§ What to produce: In the article on the vaccine card allegations, copy out word for word the passage starting with the words "All parties involved" and ending after "Laine told ESPN.".

§ Excerpted text:
The report in question revolves around the testimony of Brown's former personal chef Steven Ruiz. He told the Tampa Bay Times that Brown offered him $500 to get a Johnson & Johnson vaccine card. Ruiz was unable to get a card, but he alleges that Brown pursued getting a fake vaccine card on his own. A few weeks later, the personal chef claims Brown obtained cards for himself and his girlfriend, Cyd Moreau. ESPN reports that Ruiz presented this information about Brown after the wide receiver allegedly failed to pay him over $10,000 for his service.
All parties involved in reviewing Brown's vaccine card review have refuted these allegations. Moreau has also refuted Ruiz's accusations and said that she does not know the chef.
"[We] received completed vaccination cards from all Tampa Bay Buccaneers players," a spokesperson for the Tampa Bay Buccaneers told ESPN.
"All vaccination cards were reviewed by Buccaneers personnel and no irregularities were observed."
Brown's attorney, Jenna Laine, added that the Super Bowl champion would volunteer to take a booster shot on television.
"If Antonio's doctors and the guidelines require a booster shot, then at that time, he'll be happy to do it live on TV and everyone can come watch," Laine told ESPN.
NFL spokesman Brian McCarthy has stated that the league is "aware of the report and have been in contact with the club." Submitting a fake vaccine card would violate the NFL's personal conduct policy. It is also a federal criminal offense.
Brown and the Buccaneers are set to play the New York Giants on Monday Night Football in three days. He is still scheduled to take the field.

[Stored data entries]
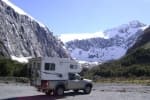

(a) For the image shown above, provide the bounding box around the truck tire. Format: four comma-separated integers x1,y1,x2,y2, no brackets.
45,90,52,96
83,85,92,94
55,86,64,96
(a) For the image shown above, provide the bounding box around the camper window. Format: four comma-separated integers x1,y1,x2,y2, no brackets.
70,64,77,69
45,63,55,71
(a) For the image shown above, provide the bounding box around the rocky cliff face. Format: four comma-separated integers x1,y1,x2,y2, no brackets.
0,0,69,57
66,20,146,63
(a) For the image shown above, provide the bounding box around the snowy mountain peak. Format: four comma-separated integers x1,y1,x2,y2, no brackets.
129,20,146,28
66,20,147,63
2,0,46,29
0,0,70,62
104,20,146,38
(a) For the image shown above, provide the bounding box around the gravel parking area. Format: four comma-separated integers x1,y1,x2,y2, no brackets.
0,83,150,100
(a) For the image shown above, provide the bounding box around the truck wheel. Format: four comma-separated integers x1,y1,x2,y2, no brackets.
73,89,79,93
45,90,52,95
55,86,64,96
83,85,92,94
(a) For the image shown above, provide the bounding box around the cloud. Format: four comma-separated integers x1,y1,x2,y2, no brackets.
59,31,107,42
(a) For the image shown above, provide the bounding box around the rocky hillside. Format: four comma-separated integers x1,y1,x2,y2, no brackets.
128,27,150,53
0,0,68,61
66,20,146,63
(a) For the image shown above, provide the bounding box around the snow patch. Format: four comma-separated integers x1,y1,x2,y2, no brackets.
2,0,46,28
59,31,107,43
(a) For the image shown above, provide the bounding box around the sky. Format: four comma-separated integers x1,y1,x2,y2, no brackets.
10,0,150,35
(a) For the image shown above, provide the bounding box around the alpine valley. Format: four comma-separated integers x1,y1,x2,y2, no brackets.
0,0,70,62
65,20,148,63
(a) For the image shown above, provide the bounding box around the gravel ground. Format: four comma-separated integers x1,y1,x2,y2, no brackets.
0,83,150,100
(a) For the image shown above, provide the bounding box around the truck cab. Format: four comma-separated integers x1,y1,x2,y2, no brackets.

§ Solution for this task:
All parties involved in reviewing Brown's vaccine card review have refuted these allegations. Moreau has also refuted Ruiz's accusations and said that she does not know the chef.
"[We] received completed vaccination cards from all Tampa Bay Buccaneers players," a spokesperson for the Tampa Bay Buccaneers told ESPN.
"All vaccination cards were reviewed by Buccaneers personnel and no irregularities were observed."
Brown's attorney, Jenna Laine, added that the Super Bowl champion would volunteer to take a booster shot on television.
"If Antonio's doctors and the guidelines require a booster shot, then at that time, he'll be happy to do it live on TV and everyone can come watch," Laine told ESPN.